Exercise: Can you swap "target" for "query" everywhere it occurs in the entries below and give them back with nothing else changed?

Data provided:
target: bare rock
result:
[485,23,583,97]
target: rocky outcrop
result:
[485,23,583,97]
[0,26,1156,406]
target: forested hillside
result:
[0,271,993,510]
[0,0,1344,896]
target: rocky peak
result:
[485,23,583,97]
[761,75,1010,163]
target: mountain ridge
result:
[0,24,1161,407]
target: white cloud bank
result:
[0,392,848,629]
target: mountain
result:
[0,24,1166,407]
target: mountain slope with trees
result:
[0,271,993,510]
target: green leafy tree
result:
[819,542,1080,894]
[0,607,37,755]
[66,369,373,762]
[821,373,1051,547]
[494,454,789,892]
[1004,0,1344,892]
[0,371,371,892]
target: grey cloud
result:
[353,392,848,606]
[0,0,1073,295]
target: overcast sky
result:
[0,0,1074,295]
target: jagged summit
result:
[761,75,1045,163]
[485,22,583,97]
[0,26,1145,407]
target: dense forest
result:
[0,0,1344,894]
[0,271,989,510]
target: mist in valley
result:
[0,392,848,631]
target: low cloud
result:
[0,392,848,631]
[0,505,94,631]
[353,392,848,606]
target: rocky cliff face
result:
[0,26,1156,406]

Solved exercise:
query: bare rock
result:
[485,23,583,97]
query: rocky outcrop
result:
[485,23,583,97]
[0,26,1156,406]
query: forested hillside
result:
[0,271,993,510]
[0,0,1344,896]
query: rocky peak
result:
[485,23,583,97]
[761,75,1010,163]
query: mountain ridge
result:
[0,24,1161,407]
query: white cloud bank
result:
[0,392,848,629]
query: mountain
result:
[0,24,1166,407]
query: mountain slope with trees
result:
[0,271,993,510]
query: green leafy tree
result:
[819,542,1080,894]
[0,607,37,755]
[66,369,373,762]
[821,373,1051,547]
[494,454,789,892]
[1004,0,1344,892]
[0,371,371,892]
query: grey cloud
result:
[353,392,848,606]
[0,0,1073,295]
query: overcast sky
result:
[0,0,1074,295]
query: jagged summit
result:
[761,75,1045,163]
[485,22,583,97]
[0,26,1145,407]
query: dense forest
result:
[0,0,1344,894]
[0,271,989,510]
query: mist in valley
result:
[0,392,848,631]
query: low cloud
result:
[0,392,848,631]
[0,505,94,631]
[353,392,848,606]
query: rocky cliff face
result:
[0,26,1156,406]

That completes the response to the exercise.